**AIM OF THE TASK:** Please set down all the lines beneath this one exactly, without the pictures.

[Raw records]
________________

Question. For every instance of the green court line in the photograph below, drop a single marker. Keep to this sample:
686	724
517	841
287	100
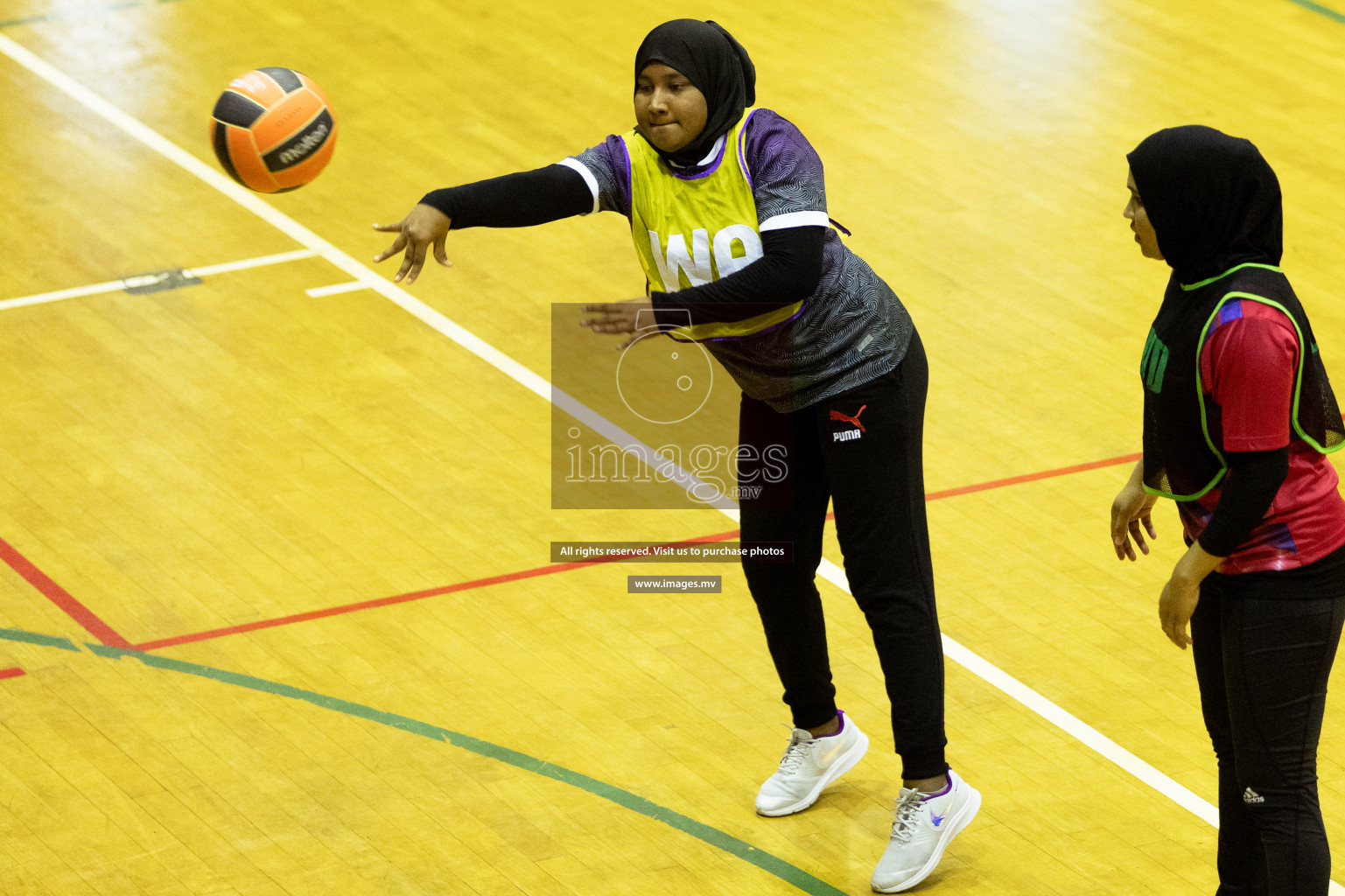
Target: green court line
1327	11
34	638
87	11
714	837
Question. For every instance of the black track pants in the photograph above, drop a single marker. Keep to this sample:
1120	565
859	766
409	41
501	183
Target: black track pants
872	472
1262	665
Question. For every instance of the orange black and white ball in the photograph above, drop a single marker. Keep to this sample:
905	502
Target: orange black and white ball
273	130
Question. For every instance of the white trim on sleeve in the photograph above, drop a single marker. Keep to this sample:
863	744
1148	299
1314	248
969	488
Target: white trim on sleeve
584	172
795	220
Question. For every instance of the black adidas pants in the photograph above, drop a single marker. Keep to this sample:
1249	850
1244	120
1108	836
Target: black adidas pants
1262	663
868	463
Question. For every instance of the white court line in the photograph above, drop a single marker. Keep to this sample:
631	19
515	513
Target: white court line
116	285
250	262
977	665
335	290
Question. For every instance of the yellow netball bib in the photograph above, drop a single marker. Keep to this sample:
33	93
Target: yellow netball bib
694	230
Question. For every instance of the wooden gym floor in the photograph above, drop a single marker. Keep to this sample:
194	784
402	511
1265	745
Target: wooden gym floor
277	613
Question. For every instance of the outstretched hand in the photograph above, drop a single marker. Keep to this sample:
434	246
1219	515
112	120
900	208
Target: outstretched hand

________________

**SOLUTION:**
Question. For every instance of the green court line in the photograph below, drop a single marker. Keep to this sample:
686	724
517	841
287	100
Target: green court line
1327	11
34	638
87	11
714	837
Question. For every instance of the black track pants in the photograph above, drop a single marker. Keep to this sample:
1120	565
859	766
409	41
501	183
Target: black track pants
872	472
1262	665
Question. For every instance of the orange black and white ball in the photograph above, drop a single marker. Keep to this sample:
905	502
Target: orange black and white ball
273	130
Question. For every instance of the white trim on sleeve in the photograph above, drop a single marker. Keep to this sample:
863	744
1148	299
1314	248
969	488
Target: white trim on sleeve
584	172
795	220
Question. For every instance of the black adidas pants in the photograph above, drop a single marker. Keep to this sample:
1249	850
1244	120
1108	836
Target: black adidas pants
1262	663
868	463
Question. For every instance of the white court line in the photograph above, drop a single marker. Keep to this sample:
631	19
515	513
Target: white court line
116	285
250	262
977	665
335	290
Question. For every instance of the yellow netball bib in the photograph above, drop a single marker. Keep to this sample:
33	93
Target: yellow netball bib
694	230
Question. For every instance of the wooden gym floor in the photograph above, drop a single marker. Keep to this sample:
194	784
402	511
1265	745
Target: wooden gym floor
277	613
Question. For every instance of the outstretched hand in the photograph above, drop a single marker. Keep to this sample:
434	246
1219	515
112	120
900	208
Target: outstretched hand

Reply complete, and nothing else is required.